:: DATA LINES ::

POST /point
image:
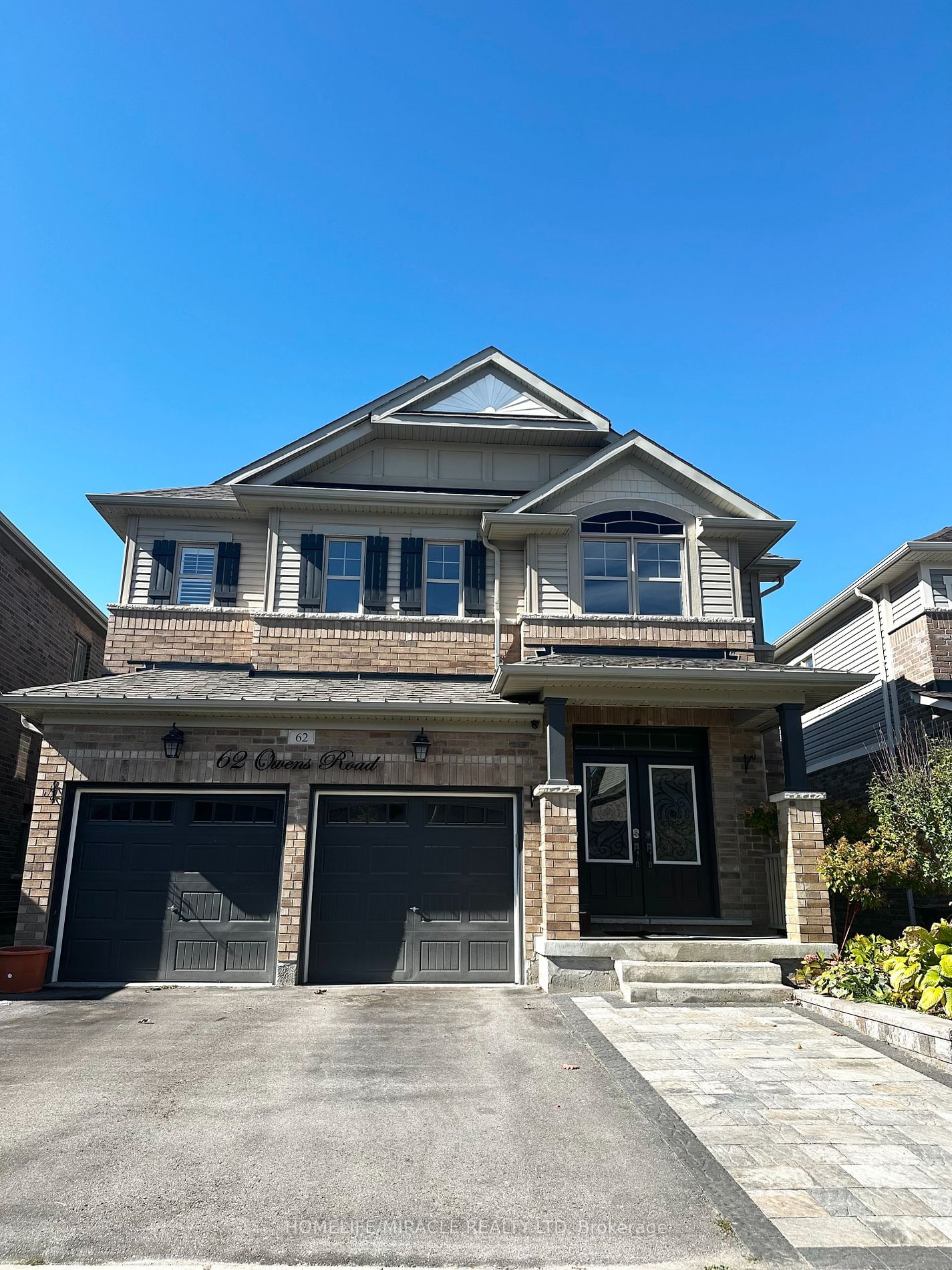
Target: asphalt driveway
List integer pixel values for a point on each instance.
(400, 1126)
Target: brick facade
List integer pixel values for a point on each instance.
(736, 634)
(387, 644)
(39, 629)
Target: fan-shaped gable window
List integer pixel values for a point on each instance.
(631, 522)
(635, 571)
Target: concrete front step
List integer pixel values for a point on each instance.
(706, 993)
(697, 972)
(740, 952)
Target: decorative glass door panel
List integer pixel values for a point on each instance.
(645, 835)
(607, 813)
(674, 828)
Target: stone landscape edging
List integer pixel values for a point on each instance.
(925, 1037)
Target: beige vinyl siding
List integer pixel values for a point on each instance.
(905, 598)
(289, 572)
(854, 723)
(552, 573)
(716, 580)
(251, 533)
(853, 646)
(512, 582)
(626, 481)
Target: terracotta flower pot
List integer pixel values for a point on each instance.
(23, 969)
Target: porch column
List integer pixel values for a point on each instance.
(560, 834)
(808, 902)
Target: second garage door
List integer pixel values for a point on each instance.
(178, 888)
(413, 890)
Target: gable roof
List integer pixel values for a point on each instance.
(639, 447)
(932, 549)
(490, 382)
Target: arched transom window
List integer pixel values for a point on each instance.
(633, 563)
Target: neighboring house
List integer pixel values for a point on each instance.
(895, 625)
(424, 696)
(50, 633)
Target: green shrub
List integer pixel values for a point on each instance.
(914, 972)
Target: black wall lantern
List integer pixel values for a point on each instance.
(173, 742)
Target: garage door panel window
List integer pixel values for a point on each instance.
(139, 811)
(456, 812)
(367, 813)
(212, 812)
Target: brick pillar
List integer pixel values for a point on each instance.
(560, 860)
(808, 900)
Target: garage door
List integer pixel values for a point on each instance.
(413, 890)
(173, 888)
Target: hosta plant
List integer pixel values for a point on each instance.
(921, 969)
(914, 972)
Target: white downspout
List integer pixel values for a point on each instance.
(884, 667)
(496, 615)
(887, 703)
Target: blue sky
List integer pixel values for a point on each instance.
(724, 225)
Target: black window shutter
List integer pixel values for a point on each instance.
(375, 576)
(226, 573)
(309, 595)
(410, 576)
(163, 572)
(475, 578)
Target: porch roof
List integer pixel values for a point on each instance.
(603, 677)
(204, 692)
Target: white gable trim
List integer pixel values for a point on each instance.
(440, 385)
(657, 457)
(299, 450)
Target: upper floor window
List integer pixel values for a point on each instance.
(344, 576)
(194, 578)
(630, 568)
(80, 660)
(442, 580)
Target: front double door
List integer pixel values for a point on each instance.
(645, 836)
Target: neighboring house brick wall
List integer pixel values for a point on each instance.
(39, 633)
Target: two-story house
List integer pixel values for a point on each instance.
(458, 680)
(895, 625)
(50, 630)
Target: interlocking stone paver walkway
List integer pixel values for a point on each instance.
(838, 1144)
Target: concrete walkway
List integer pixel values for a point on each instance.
(389, 1127)
(848, 1152)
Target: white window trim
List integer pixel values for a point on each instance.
(673, 767)
(633, 540)
(627, 812)
(444, 543)
(177, 580)
(343, 537)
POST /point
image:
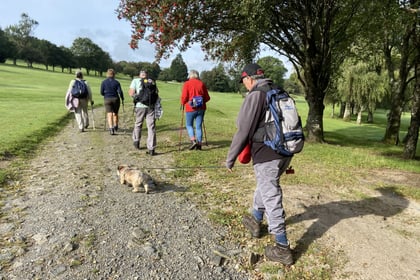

:::

WHAT IS EXPECTED:
Starting at the line containing "Target: upper floor window" and ending at the end of the listing, write those lines out again, requests included, adding 77 to each number in the point coordinates. Leave the pictures out of your answer.

FINISHED TASK:
Target: upper floor window
List integer pixel values for a point on each instance.
(421, 653)
(271, 655)
(707, 645)
(157, 737)
(519, 657)
Target: front double door
List integer pixel values for a point on each instance.
(722, 913)
Target: neighboring house brick wall
List integer pixel values for a point on each instance.
(116, 710)
Target: two-story house
List integer pixel values for a point on each instance.
(535, 757)
(972, 702)
(127, 707)
Target: interlocking stone paver walkway
List integer pixel values for a point on each instance.
(915, 1221)
Target: concrete walkway
List integer pixel values for a point on each instance.
(466, 1204)
(925, 1229)
Target: white window trim
List integer pixel values for a point on each instance.
(750, 844)
(710, 617)
(704, 889)
(521, 620)
(254, 657)
(420, 614)
POST /point
image:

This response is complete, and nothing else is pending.